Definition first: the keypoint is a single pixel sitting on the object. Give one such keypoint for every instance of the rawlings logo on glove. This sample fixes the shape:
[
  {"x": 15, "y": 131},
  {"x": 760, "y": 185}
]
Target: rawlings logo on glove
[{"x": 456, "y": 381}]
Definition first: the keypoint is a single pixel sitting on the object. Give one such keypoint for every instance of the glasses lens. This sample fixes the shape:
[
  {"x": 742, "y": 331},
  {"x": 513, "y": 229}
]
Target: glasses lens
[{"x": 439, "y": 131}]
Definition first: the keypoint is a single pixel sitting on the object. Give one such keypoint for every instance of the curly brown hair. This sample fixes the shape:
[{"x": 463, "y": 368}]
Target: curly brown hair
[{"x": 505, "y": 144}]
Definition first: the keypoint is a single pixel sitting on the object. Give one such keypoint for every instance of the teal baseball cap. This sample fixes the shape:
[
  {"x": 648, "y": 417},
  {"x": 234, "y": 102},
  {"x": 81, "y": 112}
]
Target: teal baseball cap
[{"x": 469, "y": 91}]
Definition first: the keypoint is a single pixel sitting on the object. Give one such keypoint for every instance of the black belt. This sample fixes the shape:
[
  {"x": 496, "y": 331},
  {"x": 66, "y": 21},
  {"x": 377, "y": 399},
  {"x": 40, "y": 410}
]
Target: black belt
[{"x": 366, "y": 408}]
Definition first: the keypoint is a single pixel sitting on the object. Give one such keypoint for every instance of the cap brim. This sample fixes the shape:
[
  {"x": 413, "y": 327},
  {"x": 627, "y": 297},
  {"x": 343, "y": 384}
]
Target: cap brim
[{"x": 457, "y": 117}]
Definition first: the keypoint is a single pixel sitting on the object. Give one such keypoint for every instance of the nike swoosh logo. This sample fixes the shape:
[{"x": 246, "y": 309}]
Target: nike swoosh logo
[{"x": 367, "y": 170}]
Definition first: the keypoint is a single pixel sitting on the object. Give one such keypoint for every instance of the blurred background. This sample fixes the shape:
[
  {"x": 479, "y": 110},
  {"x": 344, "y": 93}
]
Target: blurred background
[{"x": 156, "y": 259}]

THE TASK:
Rewrite all the rows above, replacing every "This sample fixes the shape" with "The format follows this sample" and leaving everything else unchanged.

TASK SOLUTION:
Definition first: the keypoint is a single pixel sitting on the object. Give one such keypoint for every instance of the rawlings logo on glove. The format follows this sample:
[
  {"x": 15, "y": 131},
  {"x": 760, "y": 185}
]
Target: rawlings logo on glove
[{"x": 456, "y": 381}]
Definition first: the keypoint is a single pixel sitting on the object. Give one such keypoint for every instance of the glasses lens. The format follows this sample:
[
  {"x": 742, "y": 331},
  {"x": 513, "y": 229}
]
Target: glasses lens
[{"x": 439, "y": 131}]
Definition first: the keypoint is a single pixel sitting on the object. Give one such keypoint for every instance of the curly brown hair. The format follows this sample:
[{"x": 463, "y": 368}]
Target: curly brown hair
[{"x": 505, "y": 144}]
Definition first: the keypoint is a single pixel sitting on the object. Give one such keypoint for every instance of the teal baseball cap. The format follows this sample:
[
  {"x": 648, "y": 417},
  {"x": 234, "y": 102},
  {"x": 81, "y": 112}
]
Target: teal baseball cap
[{"x": 469, "y": 91}]
Definition first: the keypoint is a single pixel sitting on the object. Give one such keypoint for every instance of the black belt. The format follows this sample:
[
  {"x": 496, "y": 331},
  {"x": 66, "y": 21},
  {"x": 377, "y": 399},
  {"x": 40, "y": 410}
]
Target: black belt
[{"x": 366, "y": 408}]
Definition first: the keypoint is a single pixel sitting on the object. Give one such keypoint for every instance of the cap brim. The format follows this sample:
[
  {"x": 413, "y": 327},
  {"x": 627, "y": 297},
  {"x": 343, "y": 384}
]
Target: cap brim
[{"x": 457, "y": 117}]
Definition first: the keypoint is a single pixel sitting on the object. Give one such keypoint for every instance of the nike swoosh logo. The format follows this sample:
[{"x": 246, "y": 309}]
Target: nike swoosh logo
[{"x": 367, "y": 170}]
Definition first: the keypoint is a single pixel sitting on the object. Give one such keypoint for every instance of the blurred background. The format follows this sample:
[
  {"x": 479, "y": 110},
  {"x": 344, "y": 93}
]
Target: blurred background
[{"x": 156, "y": 259}]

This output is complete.